Start of EXTRACT TO READ

If you’ve not encountered Arm ® KleidiAI yet, it’s a groundbreaking software library designed to elevate Artificial Intelligence (AI) performance on Arm CPUs. There’s an overview in this blog post, including a link to this guide, which provides step-by-step instructions to getting some Arm KleidiAI matrix multiplication (matmul) micro-kernels running in a Linux environment. That guide is great, and super-easy to follow, but I wanted to look at getting Arm Kleidi AI kernels running in a bare-metal environment. I also wanted to experiment with a selection of C/C++ compilers, to see which one generated faster code.
This blog post outlines a process for getting some Arm KleidiAI micro-kernels running in a bare-metal environment and performing some basic benchmarking for different compilers at different optimization levels. The blog post uses components of Arm® Development Studio including a Fixed Virtual Platform (FVP) and of course the license for Arm® Compiler for Embedded (AC6). There’s also some information at the end of the blog about reviewing the optimizations that a compiler has (or hasn’t) exploited.

End of EXTRACT TO READ
Start of DATA EXCERPTS

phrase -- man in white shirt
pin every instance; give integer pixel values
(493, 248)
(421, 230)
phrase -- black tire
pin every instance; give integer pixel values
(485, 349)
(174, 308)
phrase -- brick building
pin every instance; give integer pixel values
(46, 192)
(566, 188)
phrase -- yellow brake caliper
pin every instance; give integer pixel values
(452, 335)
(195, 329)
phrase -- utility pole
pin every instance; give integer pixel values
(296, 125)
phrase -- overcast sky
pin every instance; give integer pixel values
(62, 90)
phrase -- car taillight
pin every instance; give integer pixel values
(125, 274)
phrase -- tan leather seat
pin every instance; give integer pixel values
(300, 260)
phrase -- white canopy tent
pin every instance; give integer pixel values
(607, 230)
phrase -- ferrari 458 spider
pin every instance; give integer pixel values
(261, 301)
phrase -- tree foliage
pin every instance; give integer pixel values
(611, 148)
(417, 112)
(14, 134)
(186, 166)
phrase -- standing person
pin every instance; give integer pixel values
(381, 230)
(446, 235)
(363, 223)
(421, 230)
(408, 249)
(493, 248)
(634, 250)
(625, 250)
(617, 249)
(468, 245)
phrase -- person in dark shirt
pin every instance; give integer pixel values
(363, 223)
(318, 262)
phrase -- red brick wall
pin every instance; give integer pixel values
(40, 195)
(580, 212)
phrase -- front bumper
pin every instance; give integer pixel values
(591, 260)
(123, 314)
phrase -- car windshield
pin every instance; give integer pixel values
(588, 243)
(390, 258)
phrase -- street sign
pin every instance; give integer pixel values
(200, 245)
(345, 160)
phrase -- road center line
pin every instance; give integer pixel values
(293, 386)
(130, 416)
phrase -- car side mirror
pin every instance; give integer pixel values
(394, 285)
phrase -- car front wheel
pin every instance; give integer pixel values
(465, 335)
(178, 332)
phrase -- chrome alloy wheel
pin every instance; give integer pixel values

End of DATA EXCERPTS

**TO DO**
1 – In the KleidiAI text, rewrite the paragraph beginning "This blog post outlines" as a short bulleted list that keeps its main facts.
2 – Carry on writing the KleidiAI text, starting right after its final sentence.

**RESPONSES BY TASK**
1 –
- Describes how to get some Arm KleidiAI micro-kernels running in a bare-metal environment.
- Performs basic benchmarking of different compilers at different optimization levels.
- Uses components of Arm Development Studio, including a Fixed Virtual Platform (FVP) and the license for Arm Compiler for Embedded (AC6).
- Ends with information on reviewing the optimizations that a compiler has or hasn't exploited.

2 –
The three compilers I wanted to assess are:
To get KleidiAI kernels working in a bare-metal project I followed the instructions in the Kleidi guide. As a base, I used a C++ example project from Arm® Development Studio: startup_Armv8-Ax1_AC6_CPP is the AC6 version, startup_Armv8-Ax1_GCC_CPP is the GCC version, and there’s a ported version for ATfE included in the ATfE beta download. The project is functionally the same for all three compilers but includes necessary changes to the Makefile and linker script. This blog post looks at the changes necessary to port the example project from GCC to ATfE.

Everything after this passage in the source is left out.